=== Listed records ===

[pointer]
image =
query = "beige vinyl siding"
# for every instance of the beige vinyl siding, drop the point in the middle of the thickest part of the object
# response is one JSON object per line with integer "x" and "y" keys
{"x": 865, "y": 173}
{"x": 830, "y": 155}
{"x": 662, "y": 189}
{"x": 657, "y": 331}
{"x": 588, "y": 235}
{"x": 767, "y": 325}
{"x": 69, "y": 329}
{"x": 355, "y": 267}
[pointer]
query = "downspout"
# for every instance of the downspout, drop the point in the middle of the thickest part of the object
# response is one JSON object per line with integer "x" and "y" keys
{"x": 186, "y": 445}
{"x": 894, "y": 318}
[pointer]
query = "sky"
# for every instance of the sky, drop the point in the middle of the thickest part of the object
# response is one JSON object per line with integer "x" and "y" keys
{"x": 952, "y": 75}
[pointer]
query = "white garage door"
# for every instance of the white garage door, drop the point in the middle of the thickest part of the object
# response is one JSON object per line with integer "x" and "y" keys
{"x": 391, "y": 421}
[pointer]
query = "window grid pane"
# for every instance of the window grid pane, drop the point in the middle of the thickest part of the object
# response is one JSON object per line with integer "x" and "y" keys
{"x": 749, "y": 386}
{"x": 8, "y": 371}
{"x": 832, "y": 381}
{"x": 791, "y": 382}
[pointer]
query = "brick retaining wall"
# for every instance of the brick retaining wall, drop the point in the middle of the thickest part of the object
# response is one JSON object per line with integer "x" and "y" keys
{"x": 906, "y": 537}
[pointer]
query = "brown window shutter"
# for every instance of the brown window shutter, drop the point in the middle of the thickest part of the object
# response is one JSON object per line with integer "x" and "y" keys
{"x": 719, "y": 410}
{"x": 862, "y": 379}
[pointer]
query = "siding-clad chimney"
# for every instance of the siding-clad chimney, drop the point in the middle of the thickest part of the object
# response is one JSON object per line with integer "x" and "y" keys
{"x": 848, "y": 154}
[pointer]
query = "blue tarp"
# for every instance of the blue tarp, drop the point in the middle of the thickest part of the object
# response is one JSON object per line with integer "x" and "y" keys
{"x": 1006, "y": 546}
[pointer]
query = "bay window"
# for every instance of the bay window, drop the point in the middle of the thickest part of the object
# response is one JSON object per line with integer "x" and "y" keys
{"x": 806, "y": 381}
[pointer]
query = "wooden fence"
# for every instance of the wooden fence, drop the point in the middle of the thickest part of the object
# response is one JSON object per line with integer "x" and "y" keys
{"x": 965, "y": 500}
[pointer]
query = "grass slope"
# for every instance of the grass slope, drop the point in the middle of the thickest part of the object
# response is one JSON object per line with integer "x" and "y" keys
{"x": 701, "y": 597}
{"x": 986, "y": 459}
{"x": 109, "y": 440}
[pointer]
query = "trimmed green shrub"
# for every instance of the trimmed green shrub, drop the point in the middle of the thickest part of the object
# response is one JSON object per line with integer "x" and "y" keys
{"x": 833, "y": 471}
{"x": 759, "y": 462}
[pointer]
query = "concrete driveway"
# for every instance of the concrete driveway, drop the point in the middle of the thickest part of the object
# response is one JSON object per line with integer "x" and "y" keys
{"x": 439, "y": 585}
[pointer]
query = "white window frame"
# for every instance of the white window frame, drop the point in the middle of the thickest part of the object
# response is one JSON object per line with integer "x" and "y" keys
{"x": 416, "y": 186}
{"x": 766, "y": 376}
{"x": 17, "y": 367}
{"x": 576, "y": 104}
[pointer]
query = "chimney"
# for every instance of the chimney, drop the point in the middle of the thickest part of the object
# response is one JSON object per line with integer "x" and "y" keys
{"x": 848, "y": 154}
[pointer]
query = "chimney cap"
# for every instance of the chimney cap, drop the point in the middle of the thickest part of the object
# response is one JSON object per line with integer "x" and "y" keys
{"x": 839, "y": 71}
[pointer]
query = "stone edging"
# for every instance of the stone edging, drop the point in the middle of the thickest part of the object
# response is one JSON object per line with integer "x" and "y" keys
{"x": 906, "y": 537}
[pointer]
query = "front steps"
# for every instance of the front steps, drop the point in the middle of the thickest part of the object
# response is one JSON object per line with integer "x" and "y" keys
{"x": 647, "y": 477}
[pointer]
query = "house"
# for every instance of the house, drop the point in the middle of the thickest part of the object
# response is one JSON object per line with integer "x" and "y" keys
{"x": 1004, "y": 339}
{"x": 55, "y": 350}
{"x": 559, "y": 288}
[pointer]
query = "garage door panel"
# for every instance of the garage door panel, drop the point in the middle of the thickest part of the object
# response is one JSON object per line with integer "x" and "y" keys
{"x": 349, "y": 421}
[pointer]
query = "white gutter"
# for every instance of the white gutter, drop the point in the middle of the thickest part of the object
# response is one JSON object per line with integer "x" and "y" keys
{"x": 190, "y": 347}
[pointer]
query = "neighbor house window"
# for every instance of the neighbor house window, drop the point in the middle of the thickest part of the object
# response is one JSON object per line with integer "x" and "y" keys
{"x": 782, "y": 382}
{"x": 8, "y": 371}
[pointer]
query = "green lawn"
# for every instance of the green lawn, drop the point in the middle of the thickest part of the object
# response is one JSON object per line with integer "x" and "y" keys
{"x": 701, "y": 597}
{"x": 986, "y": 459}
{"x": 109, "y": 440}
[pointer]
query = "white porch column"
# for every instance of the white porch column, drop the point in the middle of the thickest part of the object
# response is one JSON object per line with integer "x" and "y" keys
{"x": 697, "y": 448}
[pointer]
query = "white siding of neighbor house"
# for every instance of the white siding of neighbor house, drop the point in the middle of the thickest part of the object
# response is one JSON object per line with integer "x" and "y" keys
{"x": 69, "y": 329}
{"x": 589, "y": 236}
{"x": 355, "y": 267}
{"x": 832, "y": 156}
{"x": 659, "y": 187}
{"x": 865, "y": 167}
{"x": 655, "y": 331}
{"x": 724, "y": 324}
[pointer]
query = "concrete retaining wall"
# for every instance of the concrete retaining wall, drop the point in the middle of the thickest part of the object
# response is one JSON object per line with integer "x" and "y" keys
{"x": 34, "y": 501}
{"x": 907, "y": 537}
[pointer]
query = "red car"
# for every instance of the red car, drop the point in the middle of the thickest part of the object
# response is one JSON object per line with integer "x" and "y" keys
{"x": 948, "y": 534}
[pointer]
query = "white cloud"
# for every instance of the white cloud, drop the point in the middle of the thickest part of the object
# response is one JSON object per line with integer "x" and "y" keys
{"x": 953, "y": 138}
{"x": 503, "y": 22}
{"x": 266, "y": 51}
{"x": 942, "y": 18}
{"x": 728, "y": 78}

=== What needs to be done ===
Set down each line of the material verbatim, from the first line through the line that contains "# for every instance of the white garage".

=== Solution to this problem ===
[pointer]
image =
query = "beige vinyl siding"
# for every instance of the beige vinyl siding, drop the point in the middle of the thickest part of the object
# response is one JSON object per line with integer "x" and "y" keys
{"x": 865, "y": 173}
{"x": 830, "y": 155}
{"x": 662, "y": 189}
{"x": 657, "y": 331}
{"x": 588, "y": 235}
{"x": 767, "y": 325}
{"x": 69, "y": 329}
{"x": 355, "y": 267}
[pointer]
query = "downspout"
# for every instance of the downspout, drop the point in the middle of the thickest part of the object
# response is one JSON object per line with integer "x" and "y" keys
{"x": 186, "y": 445}
{"x": 894, "y": 318}
[pointer]
query = "sky"
# for every instance of the sky, drop the point in the middle of the thickest part of the object
# response is one JSON object per line with integer "x" and "y" keys
{"x": 952, "y": 75}
[pointer]
query = "white garage door"
# for every instance of the white garage door, drop the point in the middle of the thickest part of the object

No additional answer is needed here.